:: What this task involves ::
Below are some records; repeat them all exactly, minus the pictures.

Stored data entries

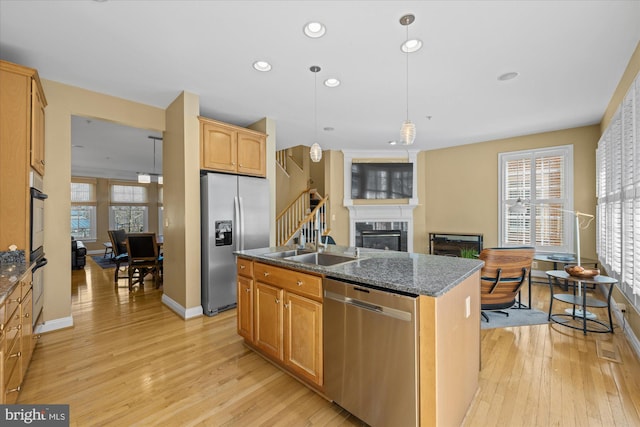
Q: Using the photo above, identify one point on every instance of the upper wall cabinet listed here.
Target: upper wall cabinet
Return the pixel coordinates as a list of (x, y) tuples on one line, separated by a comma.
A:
[(232, 149), (22, 105)]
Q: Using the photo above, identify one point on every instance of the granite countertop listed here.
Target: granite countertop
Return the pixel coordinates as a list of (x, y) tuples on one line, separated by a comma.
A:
[(412, 273), (12, 267)]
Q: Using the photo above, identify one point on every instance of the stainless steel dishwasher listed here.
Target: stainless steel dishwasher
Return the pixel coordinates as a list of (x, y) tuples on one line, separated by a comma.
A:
[(371, 353)]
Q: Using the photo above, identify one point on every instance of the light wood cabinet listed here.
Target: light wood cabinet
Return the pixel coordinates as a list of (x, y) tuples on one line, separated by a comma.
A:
[(16, 340), (268, 318), (303, 337), (287, 315), (232, 149), (22, 105), (245, 298), (37, 127)]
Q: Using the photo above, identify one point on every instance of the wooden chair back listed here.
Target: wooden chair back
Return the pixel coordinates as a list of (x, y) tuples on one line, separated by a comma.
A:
[(118, 241), (142, 247), (505, 271)]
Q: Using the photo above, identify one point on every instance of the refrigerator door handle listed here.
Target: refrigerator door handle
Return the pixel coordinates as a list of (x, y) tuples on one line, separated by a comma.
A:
[(236, 221), (241, 223)]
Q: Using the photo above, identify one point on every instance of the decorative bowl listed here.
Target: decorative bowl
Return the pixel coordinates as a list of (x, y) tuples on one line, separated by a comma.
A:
[(581, 272)]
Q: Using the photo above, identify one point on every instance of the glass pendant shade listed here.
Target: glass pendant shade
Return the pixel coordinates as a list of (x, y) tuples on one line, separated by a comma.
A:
[(315, 153), (408, 132)]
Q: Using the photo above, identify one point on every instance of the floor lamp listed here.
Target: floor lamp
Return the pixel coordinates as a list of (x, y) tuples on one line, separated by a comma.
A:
[(519, 208)]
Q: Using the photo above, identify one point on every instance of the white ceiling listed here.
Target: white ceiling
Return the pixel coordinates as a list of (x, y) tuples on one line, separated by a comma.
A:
[(570, 56)]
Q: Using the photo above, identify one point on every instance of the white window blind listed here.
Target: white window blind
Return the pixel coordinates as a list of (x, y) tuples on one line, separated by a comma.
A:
[(543, 180), (618, 192), (83, 209)]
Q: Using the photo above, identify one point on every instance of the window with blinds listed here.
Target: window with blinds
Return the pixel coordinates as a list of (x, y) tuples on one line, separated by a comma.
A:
[(618, 192), (542, 181), (83, 209)]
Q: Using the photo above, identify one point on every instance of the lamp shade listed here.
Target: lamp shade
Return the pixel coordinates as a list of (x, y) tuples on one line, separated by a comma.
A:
[(407, 133), (315, 153)]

:: Response area ::
Q: Using the photo above, identify one point on every instance of the upper wall cabinet listed here.
Target: upper wall cabinet
Return the pixel coordinates as a list of (x, y) tuples on one line, separated by a comma.
A:
[(232, 149), (22, 105)]
Q: Using the photo above, identify one point on every instance of the granite countertop listed here.
Target: granite countertop
Return the pixel coordinates as a list of (x, y) tuples on one line, separated by a comma.
A:
[(412, 273), (12, 267)]
Q: Using the photo above, identify one point on every instance of the stainless steel dishwasher listed here.
Target: stainless steel dishwasher
Return the pixel coordinates as a list of (x, y) tuples on one line, separated by a comma.
A:
[(371, 353)]
Q: Using the photo above, identify one point on every instance of the light wood cabinet listed here.
Target: light wood cabinet
Return the pixel coordinates as a list of (x, y) tuples on one line, separated by a comma.
A:
[(16, 340), (268, 318), (303, 337), (287, 315), (232, 149), (22, 105), (245, 298), (37, 127)]
Q: Using the photo above, identify one point on every instance of the wooden chair back listed here.
Target: wooden chair back
Return the pixel coordinates as a list of (x, y) tuples on one line, separated by a comma.
A:
[(118, 241), (142, 247), (505, 271)]
Q: Using the photo above, identify one point on every instance of the refrigerator door handle listed here.
Target: refrigerator door handle
Return the pixel coordinates as a list of (x, y) tuples on one line, separated by a comma.
A:
[(236, 221), (241, 223)]
Q: Using the photo above, identify one point on every instance of the decorative bowl listed here.
Target: decorative bowl
Return the pixel coordinates as a list of (x, y) tuples on one line, separated by a comma.
A:
[(581, 272)]
Q: Using the photo above, identify one point on every instance of the glass pendant shade listed here.
Target: glass pendant shade
Return the pixel coordinates as a list of (x, y) tuples on one line, separated by a comma.
A:
[(315, 153), (408, 132)]
Q: Using the photo above, identify one point on every instance of the floor lamp listed here.
Target: floor lamp
Return the pixel coordinates as a list of (x, y) tuples on one line, separated by a comma.
A:
[(519, 208)]
Q: Using the photo above, identify one point on every instance of the white ceiling listed here.
Target: white ceiling
Return the pixel coordinates as a list of (x, y) tuples on one line, separated by a comma.
A:
[(570, 56)]
Q: Using the photo above, identify one point on every instance of the white window blind listed here.
Target: white window blind
Return the pixel coordinates as a list of (x, y) tuples on one line, separated by a comma.
A:
[(543, 180), (618, 192), (83, 209)]
Q: Using the photo above, identify one point on every instance of the window with blinds listed here.
Target: window with blinds
Return the pixel coordinates as a list of (x, y) tuples on one line, separated by a comma.
A:
[(618, 192), (542, 181), (83, 209)]
Q: Using the photo above, identify one point on every instance of the lamp shade listed here.
Target: lamp shade
Return the pixel coordinates as a list of (x, y) tuples on one line, separated by a comma.
A:
[(407, 133), (315, 153)]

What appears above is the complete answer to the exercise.